Each entry below is to be transcribed exactly.

[Object position labeling entries]
★ ★ ★ ★
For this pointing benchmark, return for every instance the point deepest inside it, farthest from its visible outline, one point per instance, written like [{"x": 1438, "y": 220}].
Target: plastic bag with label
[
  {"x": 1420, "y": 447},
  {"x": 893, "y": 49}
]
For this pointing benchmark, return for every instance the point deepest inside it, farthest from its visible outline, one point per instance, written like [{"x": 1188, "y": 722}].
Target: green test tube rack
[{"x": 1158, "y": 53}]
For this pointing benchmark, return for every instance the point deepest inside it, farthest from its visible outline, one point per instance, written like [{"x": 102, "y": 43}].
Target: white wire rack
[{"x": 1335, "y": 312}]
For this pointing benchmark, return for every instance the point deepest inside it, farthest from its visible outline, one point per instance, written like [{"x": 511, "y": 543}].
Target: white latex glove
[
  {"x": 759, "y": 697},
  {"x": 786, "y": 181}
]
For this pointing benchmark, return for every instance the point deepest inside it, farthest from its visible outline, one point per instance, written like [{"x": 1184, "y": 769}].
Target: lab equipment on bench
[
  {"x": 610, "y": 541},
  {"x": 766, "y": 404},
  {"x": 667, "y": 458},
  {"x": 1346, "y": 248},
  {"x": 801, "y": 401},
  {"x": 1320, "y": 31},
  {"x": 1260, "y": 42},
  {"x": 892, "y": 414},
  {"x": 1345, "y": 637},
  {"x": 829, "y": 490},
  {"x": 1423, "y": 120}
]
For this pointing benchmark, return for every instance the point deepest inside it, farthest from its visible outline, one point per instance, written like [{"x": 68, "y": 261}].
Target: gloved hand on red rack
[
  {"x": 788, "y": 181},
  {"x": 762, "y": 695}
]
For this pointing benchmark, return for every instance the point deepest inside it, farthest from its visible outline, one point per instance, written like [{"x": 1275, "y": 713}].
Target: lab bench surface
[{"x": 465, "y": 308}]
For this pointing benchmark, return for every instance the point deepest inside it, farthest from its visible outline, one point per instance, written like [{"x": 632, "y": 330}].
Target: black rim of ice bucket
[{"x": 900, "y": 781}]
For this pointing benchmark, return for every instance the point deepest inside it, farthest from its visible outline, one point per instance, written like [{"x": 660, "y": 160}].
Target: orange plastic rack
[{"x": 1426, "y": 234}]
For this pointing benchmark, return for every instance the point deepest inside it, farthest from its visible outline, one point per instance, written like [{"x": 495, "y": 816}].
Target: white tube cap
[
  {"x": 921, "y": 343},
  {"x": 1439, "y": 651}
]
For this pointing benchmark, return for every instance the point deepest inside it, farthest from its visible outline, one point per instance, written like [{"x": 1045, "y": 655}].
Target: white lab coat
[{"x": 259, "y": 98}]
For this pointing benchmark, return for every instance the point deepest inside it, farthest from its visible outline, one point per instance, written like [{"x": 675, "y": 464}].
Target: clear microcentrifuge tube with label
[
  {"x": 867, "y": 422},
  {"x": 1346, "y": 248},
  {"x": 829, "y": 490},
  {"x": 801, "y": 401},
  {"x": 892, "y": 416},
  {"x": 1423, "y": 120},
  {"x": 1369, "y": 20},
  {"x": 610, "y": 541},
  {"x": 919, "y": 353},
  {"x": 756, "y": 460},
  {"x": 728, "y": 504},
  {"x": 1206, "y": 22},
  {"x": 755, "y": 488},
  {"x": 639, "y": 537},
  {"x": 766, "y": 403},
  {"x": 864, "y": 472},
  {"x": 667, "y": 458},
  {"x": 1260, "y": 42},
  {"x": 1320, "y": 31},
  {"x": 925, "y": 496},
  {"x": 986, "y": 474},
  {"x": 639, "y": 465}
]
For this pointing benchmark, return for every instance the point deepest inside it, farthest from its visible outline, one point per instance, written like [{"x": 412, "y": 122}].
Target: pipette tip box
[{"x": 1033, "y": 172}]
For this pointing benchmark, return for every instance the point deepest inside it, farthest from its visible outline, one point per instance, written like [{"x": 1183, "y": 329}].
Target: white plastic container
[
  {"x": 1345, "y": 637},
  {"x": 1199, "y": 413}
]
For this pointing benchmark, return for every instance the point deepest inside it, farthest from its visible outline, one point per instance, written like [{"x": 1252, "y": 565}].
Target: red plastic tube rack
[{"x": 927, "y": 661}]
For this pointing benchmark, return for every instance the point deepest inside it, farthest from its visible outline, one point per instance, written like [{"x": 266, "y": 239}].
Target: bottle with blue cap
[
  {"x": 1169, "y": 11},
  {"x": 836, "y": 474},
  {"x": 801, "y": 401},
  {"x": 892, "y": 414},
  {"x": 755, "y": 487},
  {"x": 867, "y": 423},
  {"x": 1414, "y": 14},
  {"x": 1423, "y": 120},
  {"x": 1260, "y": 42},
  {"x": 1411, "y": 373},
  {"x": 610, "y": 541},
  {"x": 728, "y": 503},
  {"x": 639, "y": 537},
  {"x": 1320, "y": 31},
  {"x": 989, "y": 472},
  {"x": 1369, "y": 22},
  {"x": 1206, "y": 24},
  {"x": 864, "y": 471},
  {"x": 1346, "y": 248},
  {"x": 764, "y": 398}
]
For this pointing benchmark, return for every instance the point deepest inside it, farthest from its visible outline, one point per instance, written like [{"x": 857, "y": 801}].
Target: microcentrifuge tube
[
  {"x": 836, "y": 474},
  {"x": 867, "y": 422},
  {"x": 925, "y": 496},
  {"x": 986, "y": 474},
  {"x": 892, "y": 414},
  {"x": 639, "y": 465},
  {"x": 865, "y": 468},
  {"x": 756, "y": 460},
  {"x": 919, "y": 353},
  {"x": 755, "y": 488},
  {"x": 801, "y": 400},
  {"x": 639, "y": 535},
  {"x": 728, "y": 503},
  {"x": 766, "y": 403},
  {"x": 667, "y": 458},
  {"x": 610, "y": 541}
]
★ ★ ★ ★
Task output
For this pointing benchmark, return for every instance the point deepest inside it, farthest from its visible outline, one point per instance, written like [{"x": 1438, "y": 220}].
Target: plastic bag with label
[
  {"x": 1420, "y": 447},
  {"x": 893, "y": 49}
]
For this pointing benchmark, return for every instance the point deepest inside it, farthest from its visible outline, one point per instance, written like [{"x": 1188, "y": 722}].
Target: green test tube rack
[{"x": 1158, "y": 53}]
For this pointing benchmark, return for every instance the point deepest inside it, farthest from its visible outline, one point per instance, written like [{"x": 102, "y": 43}].
Target: white wire rack
[{"x": 1335, "y": 312}]
For this pointing benchmark, return for every instance the point deepest inside it, farthest from its visible outline, one point per instance, written like [{"x": 511, "y": 543}].
Target: white latex glove
[
  {"x": 759, "y": 697},
  {"x": 786, "y": 181}
]
For this pointing benchmark, return for every instance the point deepest inside it, farthest from its visible outline, one point per instance, written like [{"x": 1184, "y": 769}].
Target: lab equipment on bench
[
  {"x": 610, "y": 541},
  {"x": 766, "y": 404},
  {"x": 667, "y": 458},
  {"x": 1346, "y": 248},
  {"x": 801, "y": 401},
  {"x": 1320, "y": 31},
  {"x": 1260, "y": 42},
  {"x": 892, "y": 414},
  {"x": 1345, "y": 637},
  {"x": 829, "y": 490},
  {"x": 1423, "y": 120}
]
For this pointing benchmark, return for every instance the point deepest inside it, farthest from its visible outline, one point per instance, written like [{"x": 68, "y": 261}].
Target: gloved hand on red rack
[
  {"x": 788, "y": 181},
  {"x": 762, "y": 695}
]
For this pointing benchmark, return for every instance the point deepest inside it, farthest from its visible outline, one point per instance, written like [{"x": 1275, "y": 713}].
Target: lab bench surface
[{"x": 465, "y": 308}]
For this pointing benchmark, return for every instance the point deepest inside it, farthest from its visible outline, one point per instance, written like [{"x": 632, "y": 330}].
Target: black rim of ice bucket
[{"x": 900, "y": 781}]
For this pointing benchmark, return for every instance the point deepest inside it, farthest from its visible outline, one point per instance, written like [{"x": 660, "y": 160}].
Target: orange plastic rack
[{"x": 1426, "y": 234}]
For this pointing benchmark, return for every instance the point deepest inside it, farthest from its visible outline, one point per instance, written like [{"x": 495, "y": 816}].
Target: white tube cap
[
  {"x": 921, "y": 343},
  {"x": 1439, "y": 651}
]
For this pointing benchmark, return for every instance the point deepest inside it, farthest from its visible outline, one point per instance, written like [{"x": 1045, "y": 655}].
Target: white lab coat
[{"x": 259, "y": 98}]
For this pointing benchmark, return for every instance the point deepest inside it, farthest from its visible outline, one point per instance, written like [{"x": 675, "y": 464}].
Target: clear microcentrifuge tube with label
[
  {"x": 867, "y": 422},
  {"x": 1346, "y": 248},
  {"x": 829, "y": 490},
  {"x": 801, "y": 401},
  {"x": 892, "y": 416},
  {"x": 1423, "y": 120},
  {"x": 1369, "y": 20},
  {"x": 610, "y": 541},
  {"x": 919, "y": 353},
  {"x": 756, "y": 460},
  {"x": 728, "y": 504},
  {"x": 1206, "y": 22},
  {"x": 755, "y": 488},
  {"x": 639, "y": 537},
  {"x": 766, "y": 403},
  {"x": 864, "y": 472},
  {"x": 667, "y": 458},
  {"x": 1260, "y": 42},
  {"x": 1320, "y": 31},
  {"x": 925, "y": 496},
  {"x": 986, "y": 474},
  {"x": 639, "y": 465}
]
For this pointing benchmark, return for every instance the point deepest inside it, farthest from its visible outline, one point per instance, written like [{"x": 412, "y": 122}].
Target: pipette tip box
[{"x": 1033, "y": 172}]
For this pointing benchmark, return for every instance the point deepest inside it, farthest from its visible outline, one point per instance, written like [{"x": 1183, "y": 329}].
Target: white plastic container
[
  {"x": 1345, "y": 637},
  {"x": 1199, "y": 413}
]
For this pointing benchmark, return for every instance the point deepest inside it, farthest from its visible outline, one point per instance, written like [{"x": 1252, "y": 565}].
Target: red plastic tube rack
[{"x": 927, "y": 661}]
For this pointing benchmark, return for every instance the point deepest inside it, farthest from its visible outline, one point per instance, written like [{"x": 266, "y": 239}].
Target: bottle with blue cap
[
  {"x": 1169, "y": 11},
  {"x": 836, "y": 474},
  {"x": 801, "y": 401},
  {"x": 892, "y": 414},
  {"x": 755, "y": 487},
  {"x": 867, "y": 423},
  {"x": 1414, "y": 14},
  {"x": 1423, "y": 120},
  {"x": 1260, "y": 42},
  {"x": 1411, "y": 373},
  {"x": 610, "y": 541},
  {"x": 728, "y": 503},
  {"x": 639, "y": 537},
  {"x": 1320, "y": 31},
  {"x": 989, "y": 472},
  {"x": 1369, "y": 22},
  {"x": 1206, "y": 24},
  {"x": 864, "y": 471},
  {"x": 1346, "y": 248},
  {"x": 764, "y": 398}
]
For this pointing benchmark, return for every instance the point deepest inside it, farthest from its visible outline, one point per instance, written like [{"x": 857, "y": 801}].
Target: microcentrifuge tube
[
  {"x": 836, "y": 474},
  {"x": 867, "y": 422},
  {"x": 925, "y": 496},
  {"x": 986, "y": 474},
  {"x": 892, "y": 414},
  {"x": 639, "y": 465},
  {"x": 865, "y": 468},
  {"x": 756, "y": 460},
  {"x": 919, "y": 353},
  {"x": 755, "y": 488},
  {"x": 801, "y": 400},
  {"x": 639, "y": 535},
  {"x": 728, "y": 503},
  {"x": 766, "y": 403},
  {"x": 667, "y": 458},
  {"x": 610, "y": 541}
]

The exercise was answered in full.